_EXERCISE GOAL_
Your task is to retype, exactly and with nothing else, every line from the one containing "For every instance of the garage door in" to the end of the listing.

_MATERIALS PROVIDED_
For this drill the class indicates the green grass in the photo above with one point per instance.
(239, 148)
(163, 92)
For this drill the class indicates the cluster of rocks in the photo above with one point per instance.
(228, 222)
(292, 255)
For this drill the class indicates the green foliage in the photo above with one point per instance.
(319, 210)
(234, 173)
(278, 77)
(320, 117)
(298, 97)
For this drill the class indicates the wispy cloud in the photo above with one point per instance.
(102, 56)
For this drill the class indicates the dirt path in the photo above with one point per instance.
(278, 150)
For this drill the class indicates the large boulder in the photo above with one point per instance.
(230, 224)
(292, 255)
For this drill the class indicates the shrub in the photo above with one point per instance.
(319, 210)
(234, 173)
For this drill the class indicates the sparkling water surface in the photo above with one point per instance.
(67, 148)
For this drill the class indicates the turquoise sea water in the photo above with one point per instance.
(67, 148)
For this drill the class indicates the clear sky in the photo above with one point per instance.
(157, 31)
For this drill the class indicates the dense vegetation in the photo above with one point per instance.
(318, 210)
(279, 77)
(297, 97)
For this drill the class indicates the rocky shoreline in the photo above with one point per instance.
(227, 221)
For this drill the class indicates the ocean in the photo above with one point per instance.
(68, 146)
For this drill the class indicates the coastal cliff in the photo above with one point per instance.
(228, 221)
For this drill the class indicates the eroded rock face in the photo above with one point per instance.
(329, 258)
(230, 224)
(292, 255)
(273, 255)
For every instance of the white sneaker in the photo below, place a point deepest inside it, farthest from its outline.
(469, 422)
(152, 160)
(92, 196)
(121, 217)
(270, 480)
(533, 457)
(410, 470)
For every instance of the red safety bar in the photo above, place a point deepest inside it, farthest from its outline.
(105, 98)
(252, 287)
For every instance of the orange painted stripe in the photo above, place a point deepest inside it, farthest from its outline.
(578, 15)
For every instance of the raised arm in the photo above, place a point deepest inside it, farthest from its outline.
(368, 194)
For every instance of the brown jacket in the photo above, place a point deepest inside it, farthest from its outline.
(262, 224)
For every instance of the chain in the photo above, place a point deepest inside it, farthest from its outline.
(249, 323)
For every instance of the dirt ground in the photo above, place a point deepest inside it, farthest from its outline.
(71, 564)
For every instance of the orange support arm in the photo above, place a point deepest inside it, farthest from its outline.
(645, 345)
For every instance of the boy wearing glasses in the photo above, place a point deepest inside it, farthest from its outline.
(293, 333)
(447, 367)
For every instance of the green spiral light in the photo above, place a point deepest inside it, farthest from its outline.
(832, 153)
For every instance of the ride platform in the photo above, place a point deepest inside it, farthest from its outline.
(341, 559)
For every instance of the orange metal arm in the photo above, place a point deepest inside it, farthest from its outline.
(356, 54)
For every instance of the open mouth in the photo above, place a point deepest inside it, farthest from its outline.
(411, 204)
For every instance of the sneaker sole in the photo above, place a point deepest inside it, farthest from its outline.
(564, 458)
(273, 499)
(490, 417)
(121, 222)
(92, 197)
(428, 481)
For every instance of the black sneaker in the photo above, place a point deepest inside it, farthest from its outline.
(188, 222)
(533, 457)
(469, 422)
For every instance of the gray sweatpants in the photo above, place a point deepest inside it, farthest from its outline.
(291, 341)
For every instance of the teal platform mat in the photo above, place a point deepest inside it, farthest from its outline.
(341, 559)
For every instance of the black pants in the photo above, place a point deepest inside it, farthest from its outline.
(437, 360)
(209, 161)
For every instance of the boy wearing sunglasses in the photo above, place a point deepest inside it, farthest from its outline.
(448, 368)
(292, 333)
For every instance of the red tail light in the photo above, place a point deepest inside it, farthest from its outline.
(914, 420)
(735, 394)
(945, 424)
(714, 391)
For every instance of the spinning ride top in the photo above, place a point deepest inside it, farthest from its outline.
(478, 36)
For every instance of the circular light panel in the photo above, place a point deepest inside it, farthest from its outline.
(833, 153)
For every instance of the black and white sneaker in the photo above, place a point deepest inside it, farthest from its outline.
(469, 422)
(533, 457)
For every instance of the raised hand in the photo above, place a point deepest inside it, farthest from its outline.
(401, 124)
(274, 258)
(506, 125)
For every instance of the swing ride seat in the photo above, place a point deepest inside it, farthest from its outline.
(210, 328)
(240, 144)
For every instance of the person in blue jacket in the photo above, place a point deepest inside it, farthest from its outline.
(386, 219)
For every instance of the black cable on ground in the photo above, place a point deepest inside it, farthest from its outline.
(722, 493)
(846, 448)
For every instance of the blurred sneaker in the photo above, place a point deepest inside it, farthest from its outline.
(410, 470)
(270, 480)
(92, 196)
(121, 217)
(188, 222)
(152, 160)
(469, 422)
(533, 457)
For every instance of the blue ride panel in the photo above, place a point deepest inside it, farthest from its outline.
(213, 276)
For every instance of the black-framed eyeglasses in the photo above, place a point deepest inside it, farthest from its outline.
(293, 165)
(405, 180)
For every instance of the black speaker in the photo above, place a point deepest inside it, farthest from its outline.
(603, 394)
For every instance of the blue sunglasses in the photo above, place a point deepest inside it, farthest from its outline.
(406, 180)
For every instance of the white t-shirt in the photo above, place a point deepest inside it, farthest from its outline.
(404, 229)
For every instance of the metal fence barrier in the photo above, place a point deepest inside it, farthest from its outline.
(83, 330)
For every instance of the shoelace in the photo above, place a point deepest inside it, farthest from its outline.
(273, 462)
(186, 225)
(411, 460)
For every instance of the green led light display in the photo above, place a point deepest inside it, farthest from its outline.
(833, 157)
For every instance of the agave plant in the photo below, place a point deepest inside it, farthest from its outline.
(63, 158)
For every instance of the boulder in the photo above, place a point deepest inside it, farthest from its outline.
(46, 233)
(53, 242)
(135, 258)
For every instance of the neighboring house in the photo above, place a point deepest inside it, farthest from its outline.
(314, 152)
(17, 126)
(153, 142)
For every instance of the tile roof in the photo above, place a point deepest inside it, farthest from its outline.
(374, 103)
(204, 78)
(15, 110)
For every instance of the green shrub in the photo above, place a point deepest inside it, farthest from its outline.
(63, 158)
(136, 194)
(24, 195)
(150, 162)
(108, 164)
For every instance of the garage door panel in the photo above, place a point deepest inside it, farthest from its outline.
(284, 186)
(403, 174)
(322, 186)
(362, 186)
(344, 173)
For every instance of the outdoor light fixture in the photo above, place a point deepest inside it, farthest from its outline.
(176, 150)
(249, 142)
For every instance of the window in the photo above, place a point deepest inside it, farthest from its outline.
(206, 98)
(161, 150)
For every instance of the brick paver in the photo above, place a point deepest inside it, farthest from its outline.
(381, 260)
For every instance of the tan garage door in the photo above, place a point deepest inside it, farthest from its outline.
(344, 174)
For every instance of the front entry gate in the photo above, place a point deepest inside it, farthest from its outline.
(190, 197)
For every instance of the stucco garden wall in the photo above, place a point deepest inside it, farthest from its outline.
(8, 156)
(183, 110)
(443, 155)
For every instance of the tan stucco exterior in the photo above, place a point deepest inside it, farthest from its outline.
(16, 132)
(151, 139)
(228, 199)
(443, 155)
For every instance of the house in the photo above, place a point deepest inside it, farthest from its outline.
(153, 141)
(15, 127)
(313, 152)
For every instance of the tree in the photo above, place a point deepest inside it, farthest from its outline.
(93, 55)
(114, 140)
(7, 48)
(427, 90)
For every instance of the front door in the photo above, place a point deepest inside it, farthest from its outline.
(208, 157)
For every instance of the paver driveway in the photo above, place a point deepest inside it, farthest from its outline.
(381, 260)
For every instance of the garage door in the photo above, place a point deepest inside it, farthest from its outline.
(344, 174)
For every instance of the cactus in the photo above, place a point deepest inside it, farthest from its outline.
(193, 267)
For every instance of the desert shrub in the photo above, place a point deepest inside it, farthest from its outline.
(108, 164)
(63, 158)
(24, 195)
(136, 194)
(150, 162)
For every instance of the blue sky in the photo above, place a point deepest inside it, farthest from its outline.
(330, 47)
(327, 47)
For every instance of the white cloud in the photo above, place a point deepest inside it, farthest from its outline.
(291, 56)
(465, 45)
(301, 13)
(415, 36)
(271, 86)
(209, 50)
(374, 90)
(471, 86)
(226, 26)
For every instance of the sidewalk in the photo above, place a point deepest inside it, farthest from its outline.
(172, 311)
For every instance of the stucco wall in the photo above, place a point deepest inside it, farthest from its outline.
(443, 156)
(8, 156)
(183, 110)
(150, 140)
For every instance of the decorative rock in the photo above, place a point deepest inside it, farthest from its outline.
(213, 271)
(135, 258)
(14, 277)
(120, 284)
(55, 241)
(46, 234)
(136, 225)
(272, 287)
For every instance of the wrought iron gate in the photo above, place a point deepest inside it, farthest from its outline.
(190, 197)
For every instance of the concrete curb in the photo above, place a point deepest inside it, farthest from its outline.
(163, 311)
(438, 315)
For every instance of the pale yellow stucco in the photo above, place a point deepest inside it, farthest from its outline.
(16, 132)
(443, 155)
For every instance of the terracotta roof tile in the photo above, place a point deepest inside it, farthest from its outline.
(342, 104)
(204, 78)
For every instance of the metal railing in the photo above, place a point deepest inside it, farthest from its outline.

_ANSWER FOR THE TASK_
For every instance of the garage door in the photo above, place a point deepest inside it, farthest from its outline.
(344, 174)
For every instance of the cactus in the photo above, place a point deepest inside it, farthest from its outline.
(193, 267)
For every instance of the desert shrub in the photo above, place a point deepest inside it, farthest from its outline.
(108, 164)
(63, 158)
(24, 195)
(136, 194)
(150, 162)
For every instance of the blue sky in the photo above, place a point deepest inside it, farthest from its outline.
(330, 47)
(327, 47)
For every instance of the white cloud in the photo above, place a point deepest inside it, farthest from its outline.
(291, 56)
(465, 45)
(301, 13)
(415, 36)
(271, 86)
(209, 50)
(374, 90)
(471, 86)
(226, 26)
For every instance of the sidewalk in the photo above, place a point deepest inside it, farthest from its outline.
(172, 311)
For every instance of the stucco wall in the photo above, place a point deepest inside it, farthest from its outline.
(443, 156)
(8, 156)
(183, 110)
(150, 140)
For every instance of the decorative rock in the photo above, place a point deepest inside it, farthest from its outline.
(213, 271)
(135, 258)
(14, 277)
(120, 284)
(55, 241)
(46, 234)
(136, 225)
(272, 287)
For every instance of the wrought iron gate in the photo above, place a point deepest inside it, farthest from its outline.
(190, 197)
For every instance of the concrete curb in the photo above, place a point deepest inside it, farthest from its outline.
(163, 311)
(438, 315)
For every instance of the pale yellow stucco in the photo above, place a point deepest inside it, farthest from its outline.
(16, 132)
(443, 155)
For every instance of the terracotta roof tile in the photo above, place a point deepest inside it, farthest from its outline.
(342, 104)
(204, 78)
For every instance of the metal railing in the photo above, place a point deepest inside it, farthest from its outline.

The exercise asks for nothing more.